RAW DATA |
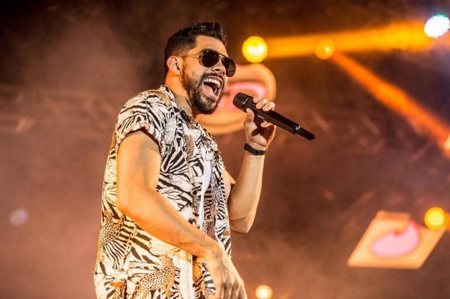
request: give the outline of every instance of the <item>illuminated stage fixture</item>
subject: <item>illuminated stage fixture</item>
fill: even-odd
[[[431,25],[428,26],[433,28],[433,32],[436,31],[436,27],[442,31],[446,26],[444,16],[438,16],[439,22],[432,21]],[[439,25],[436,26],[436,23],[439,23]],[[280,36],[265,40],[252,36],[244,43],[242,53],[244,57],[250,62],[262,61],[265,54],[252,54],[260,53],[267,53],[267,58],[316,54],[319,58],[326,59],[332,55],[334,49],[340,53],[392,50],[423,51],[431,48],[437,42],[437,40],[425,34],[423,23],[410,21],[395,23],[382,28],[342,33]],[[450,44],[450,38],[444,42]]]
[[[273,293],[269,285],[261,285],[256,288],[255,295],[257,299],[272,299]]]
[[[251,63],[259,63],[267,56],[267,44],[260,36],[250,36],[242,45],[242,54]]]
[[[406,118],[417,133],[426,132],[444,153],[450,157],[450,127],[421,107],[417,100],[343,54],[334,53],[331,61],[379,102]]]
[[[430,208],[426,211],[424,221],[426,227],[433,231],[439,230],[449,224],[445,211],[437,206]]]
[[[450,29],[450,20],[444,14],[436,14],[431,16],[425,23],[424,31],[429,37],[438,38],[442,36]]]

* * *

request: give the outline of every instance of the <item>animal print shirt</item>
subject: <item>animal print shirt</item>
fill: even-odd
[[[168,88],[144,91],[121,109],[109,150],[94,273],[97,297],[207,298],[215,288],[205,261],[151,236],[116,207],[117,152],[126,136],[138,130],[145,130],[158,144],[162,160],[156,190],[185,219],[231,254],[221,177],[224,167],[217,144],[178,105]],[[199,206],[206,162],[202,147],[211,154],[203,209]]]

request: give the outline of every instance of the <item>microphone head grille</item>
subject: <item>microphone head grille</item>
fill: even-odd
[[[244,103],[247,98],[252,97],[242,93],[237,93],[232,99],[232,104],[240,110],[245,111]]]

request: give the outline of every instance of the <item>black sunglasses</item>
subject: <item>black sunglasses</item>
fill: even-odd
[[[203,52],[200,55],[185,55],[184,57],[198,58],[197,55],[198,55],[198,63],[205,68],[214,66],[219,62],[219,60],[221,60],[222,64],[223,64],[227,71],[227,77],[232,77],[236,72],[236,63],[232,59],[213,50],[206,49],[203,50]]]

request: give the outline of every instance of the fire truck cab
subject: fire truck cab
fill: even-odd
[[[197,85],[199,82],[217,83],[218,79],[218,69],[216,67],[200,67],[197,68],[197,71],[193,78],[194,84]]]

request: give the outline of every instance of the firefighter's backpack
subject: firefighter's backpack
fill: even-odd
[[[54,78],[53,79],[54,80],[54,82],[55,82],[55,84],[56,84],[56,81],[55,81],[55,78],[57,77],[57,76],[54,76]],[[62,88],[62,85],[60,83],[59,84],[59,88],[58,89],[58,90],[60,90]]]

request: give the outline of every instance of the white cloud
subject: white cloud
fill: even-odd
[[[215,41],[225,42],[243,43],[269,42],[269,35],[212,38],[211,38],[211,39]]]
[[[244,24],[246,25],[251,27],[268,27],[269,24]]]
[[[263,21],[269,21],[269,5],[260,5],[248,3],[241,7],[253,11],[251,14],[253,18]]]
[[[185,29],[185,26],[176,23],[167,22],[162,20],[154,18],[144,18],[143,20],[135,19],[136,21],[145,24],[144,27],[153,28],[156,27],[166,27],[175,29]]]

EXERCISE DETAILS |
Gather every line of the material above that contains the word "fixture", and copy each of those lines in full.

RESULT OF THE EXERCISE |
request: give the outline of every instance of the <item>illuminated stage fixture</item>
subject: <item>illuminated stage fixture</item>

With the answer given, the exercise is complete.